> Aim of the task: Collect every line of the entries below that contains the string "grass", treating uppercase and lowercase as different.

> Records for the exercise:
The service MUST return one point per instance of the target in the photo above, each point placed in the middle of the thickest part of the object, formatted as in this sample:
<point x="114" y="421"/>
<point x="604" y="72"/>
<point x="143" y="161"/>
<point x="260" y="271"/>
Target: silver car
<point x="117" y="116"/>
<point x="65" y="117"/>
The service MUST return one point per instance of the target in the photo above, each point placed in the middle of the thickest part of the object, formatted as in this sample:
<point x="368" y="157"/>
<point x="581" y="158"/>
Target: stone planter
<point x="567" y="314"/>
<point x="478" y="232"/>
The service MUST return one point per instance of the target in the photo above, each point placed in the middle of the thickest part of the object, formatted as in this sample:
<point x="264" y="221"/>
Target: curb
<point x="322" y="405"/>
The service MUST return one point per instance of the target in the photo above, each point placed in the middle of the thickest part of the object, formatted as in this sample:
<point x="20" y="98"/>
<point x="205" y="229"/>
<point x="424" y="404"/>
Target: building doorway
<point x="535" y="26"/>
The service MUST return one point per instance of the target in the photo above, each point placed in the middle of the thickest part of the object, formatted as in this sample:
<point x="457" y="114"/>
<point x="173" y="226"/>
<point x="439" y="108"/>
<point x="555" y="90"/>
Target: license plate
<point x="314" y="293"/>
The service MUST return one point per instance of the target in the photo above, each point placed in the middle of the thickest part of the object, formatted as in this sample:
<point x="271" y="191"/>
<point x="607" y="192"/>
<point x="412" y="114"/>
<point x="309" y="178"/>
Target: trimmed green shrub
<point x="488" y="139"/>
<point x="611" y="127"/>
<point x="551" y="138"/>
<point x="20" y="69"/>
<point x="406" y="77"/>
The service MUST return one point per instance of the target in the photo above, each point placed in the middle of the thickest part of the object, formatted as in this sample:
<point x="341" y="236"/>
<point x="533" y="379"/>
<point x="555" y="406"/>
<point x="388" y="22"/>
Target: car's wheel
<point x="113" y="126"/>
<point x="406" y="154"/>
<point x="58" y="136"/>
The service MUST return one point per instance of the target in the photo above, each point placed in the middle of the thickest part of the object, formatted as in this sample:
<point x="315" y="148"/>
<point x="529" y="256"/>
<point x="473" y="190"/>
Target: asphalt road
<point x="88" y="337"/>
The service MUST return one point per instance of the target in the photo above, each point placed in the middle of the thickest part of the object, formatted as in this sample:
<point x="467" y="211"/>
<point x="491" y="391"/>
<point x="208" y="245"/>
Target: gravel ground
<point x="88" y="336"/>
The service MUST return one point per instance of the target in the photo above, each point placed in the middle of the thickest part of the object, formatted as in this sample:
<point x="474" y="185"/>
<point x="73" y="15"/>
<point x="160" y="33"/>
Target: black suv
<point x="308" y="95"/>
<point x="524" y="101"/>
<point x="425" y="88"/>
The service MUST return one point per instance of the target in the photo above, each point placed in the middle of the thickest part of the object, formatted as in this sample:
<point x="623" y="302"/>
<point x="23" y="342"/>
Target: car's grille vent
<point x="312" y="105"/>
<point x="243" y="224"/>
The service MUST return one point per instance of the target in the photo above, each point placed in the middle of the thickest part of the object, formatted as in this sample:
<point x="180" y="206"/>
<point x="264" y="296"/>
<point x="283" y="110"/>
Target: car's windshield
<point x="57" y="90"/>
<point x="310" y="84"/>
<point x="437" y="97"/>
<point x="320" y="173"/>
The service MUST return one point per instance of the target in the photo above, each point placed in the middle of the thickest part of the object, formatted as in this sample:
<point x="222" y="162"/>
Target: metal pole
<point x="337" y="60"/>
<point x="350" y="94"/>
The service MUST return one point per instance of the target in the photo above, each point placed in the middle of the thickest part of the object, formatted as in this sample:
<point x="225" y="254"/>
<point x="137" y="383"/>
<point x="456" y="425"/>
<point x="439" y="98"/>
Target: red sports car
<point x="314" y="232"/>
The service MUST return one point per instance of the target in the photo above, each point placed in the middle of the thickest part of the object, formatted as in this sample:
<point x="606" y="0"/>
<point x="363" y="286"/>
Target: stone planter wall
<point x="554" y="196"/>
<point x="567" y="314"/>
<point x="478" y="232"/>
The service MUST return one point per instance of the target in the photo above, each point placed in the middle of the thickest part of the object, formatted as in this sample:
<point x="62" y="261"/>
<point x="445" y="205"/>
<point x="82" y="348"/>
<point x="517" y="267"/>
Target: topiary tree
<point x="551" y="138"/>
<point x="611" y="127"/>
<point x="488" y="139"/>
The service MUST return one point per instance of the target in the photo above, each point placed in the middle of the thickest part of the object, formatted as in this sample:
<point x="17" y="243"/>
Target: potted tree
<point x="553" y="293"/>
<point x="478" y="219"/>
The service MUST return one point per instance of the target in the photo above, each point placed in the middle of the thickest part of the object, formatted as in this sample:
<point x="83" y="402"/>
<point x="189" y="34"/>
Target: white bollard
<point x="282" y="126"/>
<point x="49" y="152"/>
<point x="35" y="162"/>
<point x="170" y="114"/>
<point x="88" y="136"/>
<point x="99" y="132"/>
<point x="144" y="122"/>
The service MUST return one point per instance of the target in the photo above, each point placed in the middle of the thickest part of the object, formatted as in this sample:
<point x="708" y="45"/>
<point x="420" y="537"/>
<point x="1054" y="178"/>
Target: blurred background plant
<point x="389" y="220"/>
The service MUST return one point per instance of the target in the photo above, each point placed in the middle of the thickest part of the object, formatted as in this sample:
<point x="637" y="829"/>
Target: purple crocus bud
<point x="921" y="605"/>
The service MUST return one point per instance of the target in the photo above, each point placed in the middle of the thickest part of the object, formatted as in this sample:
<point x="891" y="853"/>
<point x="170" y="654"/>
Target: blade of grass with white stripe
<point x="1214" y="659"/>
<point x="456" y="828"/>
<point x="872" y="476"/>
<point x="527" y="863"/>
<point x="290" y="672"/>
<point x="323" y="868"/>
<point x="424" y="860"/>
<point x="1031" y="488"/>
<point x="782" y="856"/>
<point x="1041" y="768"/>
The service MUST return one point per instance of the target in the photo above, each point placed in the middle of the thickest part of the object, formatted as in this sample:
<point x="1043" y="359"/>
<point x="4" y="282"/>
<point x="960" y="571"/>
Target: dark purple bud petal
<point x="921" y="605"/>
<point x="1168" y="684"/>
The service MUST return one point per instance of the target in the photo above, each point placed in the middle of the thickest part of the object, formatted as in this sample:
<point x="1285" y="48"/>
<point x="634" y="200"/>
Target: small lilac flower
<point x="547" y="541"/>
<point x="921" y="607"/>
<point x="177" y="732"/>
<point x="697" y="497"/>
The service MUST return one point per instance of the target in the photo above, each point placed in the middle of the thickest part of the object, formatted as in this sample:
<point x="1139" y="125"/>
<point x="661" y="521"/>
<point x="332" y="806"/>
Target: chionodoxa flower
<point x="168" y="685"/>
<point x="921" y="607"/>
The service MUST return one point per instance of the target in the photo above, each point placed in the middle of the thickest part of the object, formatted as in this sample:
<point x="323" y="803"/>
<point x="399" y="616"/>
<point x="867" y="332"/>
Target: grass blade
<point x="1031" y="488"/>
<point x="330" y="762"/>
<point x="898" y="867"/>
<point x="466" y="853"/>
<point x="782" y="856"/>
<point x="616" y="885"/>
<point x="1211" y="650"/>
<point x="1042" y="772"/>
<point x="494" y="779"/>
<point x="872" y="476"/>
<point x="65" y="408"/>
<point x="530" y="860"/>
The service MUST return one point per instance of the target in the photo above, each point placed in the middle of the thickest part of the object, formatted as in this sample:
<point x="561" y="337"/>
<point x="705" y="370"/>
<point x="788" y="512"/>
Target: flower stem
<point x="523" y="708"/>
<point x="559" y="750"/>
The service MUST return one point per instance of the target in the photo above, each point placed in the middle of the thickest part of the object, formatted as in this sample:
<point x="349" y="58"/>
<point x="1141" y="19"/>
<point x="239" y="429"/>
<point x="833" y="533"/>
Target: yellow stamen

> Answer to this task:
Target: blade of grass with white stripe
Target: grass blade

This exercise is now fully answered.